# REQUIREMENTS:
Copy out the records exactly, taking the stretch from the line containing "Where can you spot the scrap" through the line containing "column 399, row 343", both ends included.

# DATA FOR THIS TASK:
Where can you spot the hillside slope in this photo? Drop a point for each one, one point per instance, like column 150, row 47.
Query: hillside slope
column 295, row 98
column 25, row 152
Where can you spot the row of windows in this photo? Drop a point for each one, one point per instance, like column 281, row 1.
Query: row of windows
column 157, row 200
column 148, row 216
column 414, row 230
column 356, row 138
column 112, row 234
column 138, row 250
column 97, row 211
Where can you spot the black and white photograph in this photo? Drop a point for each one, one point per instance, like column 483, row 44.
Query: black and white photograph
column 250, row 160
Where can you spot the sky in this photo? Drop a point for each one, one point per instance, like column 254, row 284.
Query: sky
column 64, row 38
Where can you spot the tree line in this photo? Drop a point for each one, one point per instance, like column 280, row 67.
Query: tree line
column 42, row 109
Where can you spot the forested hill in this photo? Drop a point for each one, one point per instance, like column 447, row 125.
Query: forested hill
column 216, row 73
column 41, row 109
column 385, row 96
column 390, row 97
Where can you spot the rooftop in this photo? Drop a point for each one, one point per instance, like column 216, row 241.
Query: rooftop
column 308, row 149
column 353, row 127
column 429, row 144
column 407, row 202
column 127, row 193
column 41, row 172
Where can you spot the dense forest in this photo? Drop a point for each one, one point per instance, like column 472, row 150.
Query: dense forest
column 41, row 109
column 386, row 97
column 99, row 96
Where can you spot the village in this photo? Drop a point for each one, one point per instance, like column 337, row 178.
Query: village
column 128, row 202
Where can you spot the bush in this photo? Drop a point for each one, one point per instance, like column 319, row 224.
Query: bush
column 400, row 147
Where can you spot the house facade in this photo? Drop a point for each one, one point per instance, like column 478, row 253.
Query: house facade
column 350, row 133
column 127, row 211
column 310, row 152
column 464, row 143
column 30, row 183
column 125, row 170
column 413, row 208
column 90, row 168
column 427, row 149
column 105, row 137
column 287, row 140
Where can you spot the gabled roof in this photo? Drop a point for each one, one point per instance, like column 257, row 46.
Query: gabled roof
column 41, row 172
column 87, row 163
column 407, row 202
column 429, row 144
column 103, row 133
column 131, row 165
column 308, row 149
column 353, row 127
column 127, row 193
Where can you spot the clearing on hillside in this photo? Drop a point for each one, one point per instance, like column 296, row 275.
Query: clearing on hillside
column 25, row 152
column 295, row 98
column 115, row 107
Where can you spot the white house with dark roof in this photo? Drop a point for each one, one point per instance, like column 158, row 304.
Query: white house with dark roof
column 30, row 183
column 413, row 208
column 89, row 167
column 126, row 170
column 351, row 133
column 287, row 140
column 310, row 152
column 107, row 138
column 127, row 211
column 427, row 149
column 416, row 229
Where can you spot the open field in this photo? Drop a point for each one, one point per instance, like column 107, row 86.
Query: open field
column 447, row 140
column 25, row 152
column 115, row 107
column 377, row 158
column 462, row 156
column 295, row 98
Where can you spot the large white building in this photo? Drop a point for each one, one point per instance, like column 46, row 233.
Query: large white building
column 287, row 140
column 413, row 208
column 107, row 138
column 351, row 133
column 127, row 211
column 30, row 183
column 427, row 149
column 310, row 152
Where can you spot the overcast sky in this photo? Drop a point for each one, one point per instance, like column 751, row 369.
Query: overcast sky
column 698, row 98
...
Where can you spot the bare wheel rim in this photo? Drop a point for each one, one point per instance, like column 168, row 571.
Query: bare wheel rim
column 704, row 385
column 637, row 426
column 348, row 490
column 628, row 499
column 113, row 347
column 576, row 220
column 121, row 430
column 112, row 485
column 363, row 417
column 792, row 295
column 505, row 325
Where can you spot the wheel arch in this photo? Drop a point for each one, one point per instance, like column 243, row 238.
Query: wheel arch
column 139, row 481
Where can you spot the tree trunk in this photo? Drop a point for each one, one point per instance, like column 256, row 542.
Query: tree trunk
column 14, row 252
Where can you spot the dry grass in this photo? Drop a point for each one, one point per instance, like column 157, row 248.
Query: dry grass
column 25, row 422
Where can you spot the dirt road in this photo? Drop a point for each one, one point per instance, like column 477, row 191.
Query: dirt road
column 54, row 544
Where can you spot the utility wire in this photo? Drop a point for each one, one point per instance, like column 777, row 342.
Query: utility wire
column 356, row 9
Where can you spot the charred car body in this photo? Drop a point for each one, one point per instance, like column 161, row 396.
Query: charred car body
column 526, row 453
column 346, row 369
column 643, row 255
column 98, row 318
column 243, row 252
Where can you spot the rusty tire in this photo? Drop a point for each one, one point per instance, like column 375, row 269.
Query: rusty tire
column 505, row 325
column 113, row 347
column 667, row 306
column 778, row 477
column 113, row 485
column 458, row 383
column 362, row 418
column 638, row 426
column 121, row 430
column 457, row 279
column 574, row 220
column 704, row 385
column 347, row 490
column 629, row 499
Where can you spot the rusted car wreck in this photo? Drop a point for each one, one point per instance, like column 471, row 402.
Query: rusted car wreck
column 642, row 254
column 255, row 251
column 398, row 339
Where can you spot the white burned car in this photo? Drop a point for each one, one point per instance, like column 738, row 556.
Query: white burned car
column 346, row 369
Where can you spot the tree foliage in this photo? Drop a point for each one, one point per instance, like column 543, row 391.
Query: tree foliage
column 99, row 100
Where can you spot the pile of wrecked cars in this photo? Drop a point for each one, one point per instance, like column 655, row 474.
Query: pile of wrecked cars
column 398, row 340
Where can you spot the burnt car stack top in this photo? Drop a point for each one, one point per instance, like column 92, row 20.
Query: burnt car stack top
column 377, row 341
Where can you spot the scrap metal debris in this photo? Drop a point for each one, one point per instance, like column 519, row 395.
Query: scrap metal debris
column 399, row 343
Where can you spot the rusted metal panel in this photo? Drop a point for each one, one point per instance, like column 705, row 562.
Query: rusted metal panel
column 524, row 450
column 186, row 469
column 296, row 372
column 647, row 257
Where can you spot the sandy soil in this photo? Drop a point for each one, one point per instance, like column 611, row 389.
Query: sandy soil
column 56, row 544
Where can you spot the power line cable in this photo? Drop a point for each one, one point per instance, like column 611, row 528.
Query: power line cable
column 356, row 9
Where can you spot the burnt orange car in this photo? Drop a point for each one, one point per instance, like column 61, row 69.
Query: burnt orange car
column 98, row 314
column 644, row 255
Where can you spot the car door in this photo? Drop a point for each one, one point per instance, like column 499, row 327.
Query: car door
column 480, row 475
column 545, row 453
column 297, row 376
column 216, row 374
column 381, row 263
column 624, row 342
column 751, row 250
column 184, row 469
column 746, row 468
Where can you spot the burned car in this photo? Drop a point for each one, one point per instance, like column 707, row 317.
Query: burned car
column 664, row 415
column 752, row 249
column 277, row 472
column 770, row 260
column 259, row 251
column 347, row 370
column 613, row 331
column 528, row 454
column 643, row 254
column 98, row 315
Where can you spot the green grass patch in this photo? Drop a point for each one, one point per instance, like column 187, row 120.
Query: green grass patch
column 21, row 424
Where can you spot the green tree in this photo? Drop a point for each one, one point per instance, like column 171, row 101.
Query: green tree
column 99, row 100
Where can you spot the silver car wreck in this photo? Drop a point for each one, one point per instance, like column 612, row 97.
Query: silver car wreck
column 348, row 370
==
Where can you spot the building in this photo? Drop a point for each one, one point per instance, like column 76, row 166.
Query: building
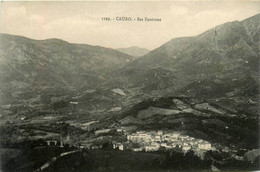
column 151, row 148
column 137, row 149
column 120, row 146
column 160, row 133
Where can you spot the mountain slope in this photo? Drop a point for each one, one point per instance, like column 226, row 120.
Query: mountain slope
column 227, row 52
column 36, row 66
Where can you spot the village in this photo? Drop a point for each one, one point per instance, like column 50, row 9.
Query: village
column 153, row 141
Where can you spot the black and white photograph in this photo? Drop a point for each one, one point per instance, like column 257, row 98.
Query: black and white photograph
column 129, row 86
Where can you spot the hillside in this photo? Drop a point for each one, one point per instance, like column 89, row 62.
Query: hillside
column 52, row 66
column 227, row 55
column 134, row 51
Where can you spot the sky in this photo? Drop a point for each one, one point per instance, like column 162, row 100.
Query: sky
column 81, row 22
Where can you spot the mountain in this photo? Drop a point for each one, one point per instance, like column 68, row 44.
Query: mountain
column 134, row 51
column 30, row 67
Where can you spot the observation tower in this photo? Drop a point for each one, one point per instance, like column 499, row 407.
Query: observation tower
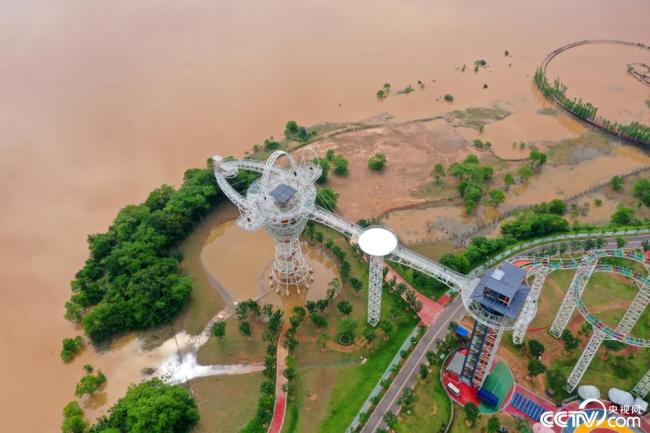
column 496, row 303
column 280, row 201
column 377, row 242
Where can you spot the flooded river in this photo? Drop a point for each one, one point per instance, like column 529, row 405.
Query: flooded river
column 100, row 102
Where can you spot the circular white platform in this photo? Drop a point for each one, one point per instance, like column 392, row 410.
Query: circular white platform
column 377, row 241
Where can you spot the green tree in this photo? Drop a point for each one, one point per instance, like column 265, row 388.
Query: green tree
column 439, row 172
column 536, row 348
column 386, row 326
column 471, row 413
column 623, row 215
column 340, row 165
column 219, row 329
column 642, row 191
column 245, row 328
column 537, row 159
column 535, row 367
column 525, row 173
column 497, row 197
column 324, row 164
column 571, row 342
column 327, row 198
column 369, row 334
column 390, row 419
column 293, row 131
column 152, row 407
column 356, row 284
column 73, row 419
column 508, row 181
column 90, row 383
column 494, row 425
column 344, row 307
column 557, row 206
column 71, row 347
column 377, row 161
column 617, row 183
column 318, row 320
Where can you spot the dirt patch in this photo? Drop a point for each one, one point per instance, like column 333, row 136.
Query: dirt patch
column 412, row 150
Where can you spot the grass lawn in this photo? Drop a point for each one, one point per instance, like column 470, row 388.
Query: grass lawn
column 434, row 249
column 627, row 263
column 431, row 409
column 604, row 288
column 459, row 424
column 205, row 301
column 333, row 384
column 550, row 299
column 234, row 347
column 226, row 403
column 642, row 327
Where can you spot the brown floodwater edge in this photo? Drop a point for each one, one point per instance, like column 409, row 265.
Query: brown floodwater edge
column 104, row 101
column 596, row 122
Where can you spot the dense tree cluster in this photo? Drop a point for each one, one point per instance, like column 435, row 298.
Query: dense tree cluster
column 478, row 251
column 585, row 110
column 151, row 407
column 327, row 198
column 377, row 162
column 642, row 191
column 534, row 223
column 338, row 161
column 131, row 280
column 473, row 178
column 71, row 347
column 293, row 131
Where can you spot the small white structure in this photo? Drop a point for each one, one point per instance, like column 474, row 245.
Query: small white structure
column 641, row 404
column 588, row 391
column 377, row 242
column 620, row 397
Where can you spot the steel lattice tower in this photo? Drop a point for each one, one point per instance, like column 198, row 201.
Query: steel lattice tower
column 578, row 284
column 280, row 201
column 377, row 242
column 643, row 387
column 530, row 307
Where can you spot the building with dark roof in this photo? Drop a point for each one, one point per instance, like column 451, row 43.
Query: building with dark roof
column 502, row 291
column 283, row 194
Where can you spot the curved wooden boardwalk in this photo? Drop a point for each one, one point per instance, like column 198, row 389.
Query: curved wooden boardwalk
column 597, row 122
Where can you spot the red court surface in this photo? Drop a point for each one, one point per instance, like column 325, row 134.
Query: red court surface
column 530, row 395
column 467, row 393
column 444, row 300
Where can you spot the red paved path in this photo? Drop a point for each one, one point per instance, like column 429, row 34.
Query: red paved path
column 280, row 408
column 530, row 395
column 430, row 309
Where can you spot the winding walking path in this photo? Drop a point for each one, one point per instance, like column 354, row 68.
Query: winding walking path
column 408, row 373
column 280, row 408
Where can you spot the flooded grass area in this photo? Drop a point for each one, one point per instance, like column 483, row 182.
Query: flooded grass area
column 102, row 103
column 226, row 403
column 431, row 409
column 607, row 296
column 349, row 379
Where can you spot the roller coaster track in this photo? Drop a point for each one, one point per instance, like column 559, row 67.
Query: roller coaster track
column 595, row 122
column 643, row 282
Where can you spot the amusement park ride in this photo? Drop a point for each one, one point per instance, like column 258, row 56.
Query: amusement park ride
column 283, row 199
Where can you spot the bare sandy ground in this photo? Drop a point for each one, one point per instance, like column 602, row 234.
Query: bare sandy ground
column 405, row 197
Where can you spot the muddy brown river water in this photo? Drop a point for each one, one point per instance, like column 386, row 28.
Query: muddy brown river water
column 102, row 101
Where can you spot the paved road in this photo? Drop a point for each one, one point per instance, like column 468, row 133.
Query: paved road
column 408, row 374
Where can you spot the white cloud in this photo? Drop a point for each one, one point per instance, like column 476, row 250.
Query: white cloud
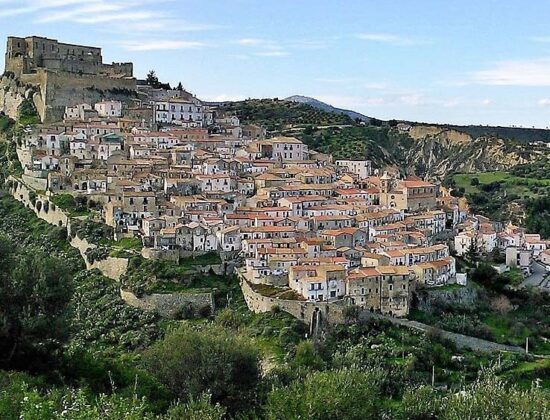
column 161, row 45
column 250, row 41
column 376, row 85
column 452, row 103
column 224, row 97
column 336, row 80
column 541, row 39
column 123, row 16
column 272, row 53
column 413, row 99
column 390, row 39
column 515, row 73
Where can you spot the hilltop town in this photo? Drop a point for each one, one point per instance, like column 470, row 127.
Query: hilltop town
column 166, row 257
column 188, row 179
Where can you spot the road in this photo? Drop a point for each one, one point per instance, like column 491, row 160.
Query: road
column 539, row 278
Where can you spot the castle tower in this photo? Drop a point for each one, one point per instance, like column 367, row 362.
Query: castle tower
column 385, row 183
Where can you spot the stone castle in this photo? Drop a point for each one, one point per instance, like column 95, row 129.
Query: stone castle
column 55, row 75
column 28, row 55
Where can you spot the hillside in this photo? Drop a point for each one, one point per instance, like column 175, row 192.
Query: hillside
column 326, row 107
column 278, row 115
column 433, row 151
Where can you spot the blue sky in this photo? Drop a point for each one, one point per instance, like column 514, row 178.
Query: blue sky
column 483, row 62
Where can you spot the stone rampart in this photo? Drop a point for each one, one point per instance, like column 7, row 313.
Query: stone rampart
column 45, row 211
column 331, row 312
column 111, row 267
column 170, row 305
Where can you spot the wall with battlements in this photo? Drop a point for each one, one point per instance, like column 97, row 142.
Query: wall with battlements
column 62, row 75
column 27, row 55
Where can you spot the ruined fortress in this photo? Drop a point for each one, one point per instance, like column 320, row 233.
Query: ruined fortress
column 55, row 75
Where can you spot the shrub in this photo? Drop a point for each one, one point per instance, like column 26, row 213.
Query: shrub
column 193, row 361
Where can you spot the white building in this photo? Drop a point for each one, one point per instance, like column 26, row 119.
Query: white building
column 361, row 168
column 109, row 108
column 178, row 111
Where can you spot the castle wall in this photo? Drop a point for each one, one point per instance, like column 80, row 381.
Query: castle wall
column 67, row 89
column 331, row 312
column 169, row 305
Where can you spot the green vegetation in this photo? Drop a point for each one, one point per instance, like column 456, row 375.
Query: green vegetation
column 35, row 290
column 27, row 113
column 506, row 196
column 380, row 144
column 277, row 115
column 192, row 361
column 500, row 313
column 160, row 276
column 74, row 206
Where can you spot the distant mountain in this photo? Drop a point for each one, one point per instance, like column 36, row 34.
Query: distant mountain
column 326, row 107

# EXERCISE ANSWER:
Where can you spot the scrap metal debris in this photo? Drop a point for each one, one point per instance, like column 519, row 395.
Query: scrap metal debris
column 399, row 343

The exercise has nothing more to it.